> [Assigned task 1] Translate this sentence from the beauty box blog post below into Spanish: "Both of these products are used prior to blow drying, and apparently will give me oodles of poufy hair."
> [Assigned task 2] From the beauty box blog post below, list every hair product the writer says came in the Sample Society box this month.
> [Assigned task 3] Pick up the beauty box blog post below after its last sentence and continue it in the same chatty voice.

Start of Page excerpt

I’m starting to think my blog is quickly morphing into a beauty box review site. Cuz we’re back at it again with yet another box, and we ain’t even halfway done. Someone needs to give me a utility bill to pay or something, cuz otherwise I’m about 2.5 seconds away from finding another box to subscribe to.
Don’t tell my husband I just said that. Cuz he’ll no doubt find me a utility bill.
Received my Sample Society box the other day and lookie what I got:
I’m kinda likin’ the box this month. Despite the fact I got three hair dealies, that is. I don’t prefer hair stuff, because there’s just so much stuff I won’t ever use. Like hairspray, root lifter or sea salt spray. I basically wash, dry, flatiron, the end. I spend so much time on makeup in the morning, I can’t deal with a whole hair ritual too.
I’m incredibly lazy. Did I mention that?
However, I’m alright with the Bamboo products they sent. Got two of them: volume spray and a strand thickener. Both of these products are used prior to blow drying, and apparently will give me oodles of poufy hair. Haven’t tested this theory, but I promise I’ll let you know.
The other hair product is a mask from Phyto. I can’t wait to try this. It claims to repair dry, damaged, weakened hair which is exactly what I need. My hair is so hideous when in its natural state. Hoping by using this product I will somehow be able to air dry without risking my prim and proper reputation. Cuz otherwise, I tend to lean towards mental patient escapee hair. Or maybe light socket exploring hair.

End of Page excerpt
Start of Supplied information

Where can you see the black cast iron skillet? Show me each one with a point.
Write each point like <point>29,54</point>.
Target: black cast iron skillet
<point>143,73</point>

End of Supplied information

> [Final answer 1] Ambos productos se usan antes de secar el cabello con secador y, al parecer, me darán muchísimo volumen.

> [Final answer 2]
- Bamboo volume spray
- Bamboo strand thickener
- Phyto hair mask

> [Final answer 3]
Next (non-hair) product is the mineral body lotion from Ahava. I got the pineapple peach one. Smells pretty nice, but not overwhelmingly so, which is a bit of a bummer cuz if you’re gonna smell like tropical fruit, you better bygod commit to it.
All my body lotions smells like tropical fruits, just so you know.
The consistency of this one is a little watery, but it absorbs pretty good so I guess its wateryness is a non issue. Not even sure why I brought it up then. I’d press backspace on that and delete it altogether but I’m really sleepy right now and can’t be bothered.
Last item is this serum from Murad. Do you see on the box where it says it reduces the appearance of fine lines and wrinkles in two hours? Well, I instantly became interested in that little tidbit. Then upon further inspection, I discovered that it won a Good Housekeeping award. And that it cost $78 for a 1-ounce bottle.
In other words, I may not have noticed if my wrinkles went away after two hours, but it’s an award winner and expensive and therefore all claims are immediately justified.
I’m an asshole.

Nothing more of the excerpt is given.